* [Required action]: What is needed is an exact retyping of each entry, pictures excluded.

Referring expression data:
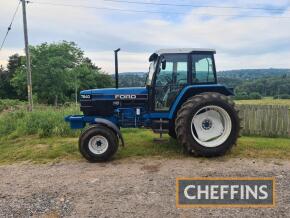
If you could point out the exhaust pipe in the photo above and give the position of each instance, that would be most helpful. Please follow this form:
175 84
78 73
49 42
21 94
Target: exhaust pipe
116 68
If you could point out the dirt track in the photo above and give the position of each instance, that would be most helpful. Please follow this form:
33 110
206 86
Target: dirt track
127 188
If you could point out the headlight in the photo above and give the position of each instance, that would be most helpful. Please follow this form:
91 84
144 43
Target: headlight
85 97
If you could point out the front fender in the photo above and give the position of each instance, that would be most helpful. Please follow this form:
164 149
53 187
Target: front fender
112 126
192 90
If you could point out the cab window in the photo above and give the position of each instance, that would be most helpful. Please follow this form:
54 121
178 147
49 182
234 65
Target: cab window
171 80
202 68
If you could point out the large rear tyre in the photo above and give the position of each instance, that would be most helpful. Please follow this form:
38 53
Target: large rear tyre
98 143
208 124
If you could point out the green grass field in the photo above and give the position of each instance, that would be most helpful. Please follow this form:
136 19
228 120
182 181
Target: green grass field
139 143
43 136
265 101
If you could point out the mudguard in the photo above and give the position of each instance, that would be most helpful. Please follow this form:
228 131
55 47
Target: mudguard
192 90
112 126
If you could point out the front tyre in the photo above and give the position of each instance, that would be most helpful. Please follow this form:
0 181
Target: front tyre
208 124
98 143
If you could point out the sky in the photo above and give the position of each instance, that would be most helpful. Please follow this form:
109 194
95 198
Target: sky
243 38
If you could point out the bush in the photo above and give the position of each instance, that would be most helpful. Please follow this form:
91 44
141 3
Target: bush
45 121
11 104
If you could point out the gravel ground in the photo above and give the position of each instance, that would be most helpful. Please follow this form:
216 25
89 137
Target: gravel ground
128 188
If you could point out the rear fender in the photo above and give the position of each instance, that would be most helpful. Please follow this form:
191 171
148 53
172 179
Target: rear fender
192 90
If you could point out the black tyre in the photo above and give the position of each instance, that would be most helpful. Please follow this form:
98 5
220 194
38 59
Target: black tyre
98 143
208 124
172 134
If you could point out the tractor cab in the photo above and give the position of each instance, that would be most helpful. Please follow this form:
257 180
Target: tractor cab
172 69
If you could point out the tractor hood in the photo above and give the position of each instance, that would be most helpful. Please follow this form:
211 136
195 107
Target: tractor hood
113 93
104 102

* [Response to the exercise]:
If you could point out the exhaust pipe in the photo above and give the position of each instance, that would be most helpful. Please follow this form:
175 84
78 73
49 42
21 94
Target: exhaust pipe
116 68
If you could point out the dirt track in the photo above and give the position of each instance, that would be most helpful. Please follow this form:
33 110
206 86
Target: dirt track
127 188
If you could point out the headlight in the photo above and give the position of each instance, that would be most helpful. Please follow this form:
91 84
144 43
Target: headlight
85 97
If you could point out the front fender in the photo above and give the position of each instance, that would be most helpful. Please follow this form:
164 149
53 187
Target: front fender
112 126
192 90
If you could point out the cab window in the photo above and give the position of each instance, that would be most helpful. Please follow this form:
54 121
178 147
49 182
234 65
Target: cab window
171 80
202 68
If you could point out the large rear tyre in the photo above and give the position of each instance, that would be most helpful. Please follow this form:
38 53
Target: large rear tyre
98 143
208 124
If you could point out the green grass field in the photo above and give the position of each instance, that would be most helpful. Please follow this form:
136 19
228 120
182 181
Target: green grass field
139 143
43 136
265 101
If you could point out the mudguard in the photo above and give the position of each instance, that would be most helpful. Please follow this form:
228 131
55 47
Target: mudguard
192 90
112 126
If you could point out the front tyre in the photo above and give the position of each instance, that would be most helpful. Please follow this form:
0 181
Target: front tyre
208 124
98 143
If you could point out the sky in the photo above and give the position of each instance, that would be most helpful. Please follow this form:
109 194
95 198
Target: sky
243 38
If you could point out the bush in the photo above and give the position of each instance, that would be most helpful. Please follow this form:
91 44
141 3
Target: bush
45 121
11 104
If you could point out the gravel ground in the photo above and give the position of each instance, that would be most helpful. Please follow this form:
216 25
89 137
Target: gravel ground
128 188
If you could point out the rear fender in the photo above and give the position of each instance, that would be most helpful. Please follow this form:
191 171
148 53
172 179
Target: rear fender
192 90
If you could point out the black tyre in the photo above and give the position of each instance, that would be most helpful. Please follow this form:
98 5
220 194
38 59
Target: black tyre
98 143
208 124
172 134
If you could point out the tractor cab in the photo above and give the position of each instance, that would be most helpful. Please follow this form:
257 180
Target: tractor cab
172 69
If you could point out the tractor hood in the photo above and give the position of each instance, that would be most helpful. Please follow this form:
211 136
195 107
Target: tractor hood
113 93
104 102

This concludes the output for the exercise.